В отношении культуры Камакура и Муромати в связи с появлением военного сословия часто применяют разделение на бун, культуру аристократии и бу, военного сословия, чтобы можно было говорить о взаимодействии или противопоставлении элементов бу и бун в произведении. Однако это разделение представляется неточным и не включает народную культуру. (Существует также разделение юбун) — высокая и утонченная аристократическая культура и мубун — вся остальная культура: народа и военного сословия).

Каково бы ни было это разделение, в большинстве случаев культура Муромати или противопоставляется культуре предшествующей эпохи, или считается следующим и новым этапом развития, когда либо соединились, либо пришли в противоречие элементы бу и бун, мубун и юбун.

Трактовки этого явления, однако, могут быть различны. Мы рассмотрим точку зрения исследователя средневековой литературы Нисио Минору (1889—1979). Нисио, филологи литературовед, автор словаря японского языка, многочисленных работ по японскому языкознанию и литературоведческих работ, в особенности по «Запискам от скуки» Кэнко Хоси и «Фусикадэн» Дзэами. Нисио особое внимание уделял философии, преподаванию и изучению языка и литературной теории. Литературу Нисио воспринимал прежде всего как «искусство слова», придавал особое значение культуре слова и языка, ратовал за их обогащение и развитие и рассматривал язык в трех аспектах: как объект изучения и исследования, средство коммуникации и средство создания литературного произведения. Литературное произведение для него представляло во-первых, структуру, во-вторых, объект восприятия и интерпретации, которые Нисио рассматривал также как созидательные процессы: таким образом, в отношении теории литературы он разделял структуралистские и отчасти постструктуралистские взгляды. Его интерпретация новых культурных явлений интересна прежде всего тем, что рассматривает эти явления через призму эстетических категорий и связывает их появление с формированием нового понятия югэн, что соотносится не только с эстетической теорией, но и с культурно-историческими реалиями периодов Камакура и Муромати.
+ + + + +
Определите, соответствуют ли фрагменту текста о культуре Камакура и Муромати следующие утверждения: (a) Нисио Минору рассматривал язык в трех аспектах; (b) разделение культуры на бун и бу включает народную культуру; (c) Нисио Минору связывал появление новых культурных явлений с понятием югэн. На каждое утверждение ответьте «да» или «нет» и приведите точную цитату из текста, которая это решает.

> Исходный материал:
+ + + + +
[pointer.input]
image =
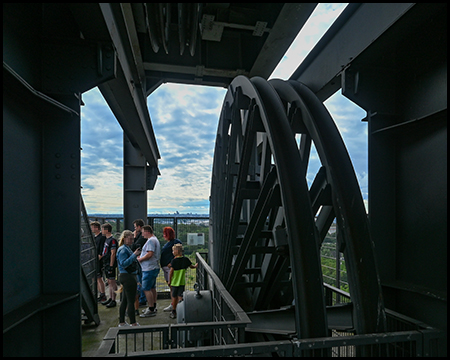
+ + + + +
> Ответ:
(a) Да: «рассматривал язык в трех аспектах: как объект изучения и исследования, средство коммуникации и средство создания литературного произведения».
(b) Нет: «Однако это разделение представляется неточным и не включает народную культуру».
(c) Да: «связывает их появление с формированием нового понятия югэн».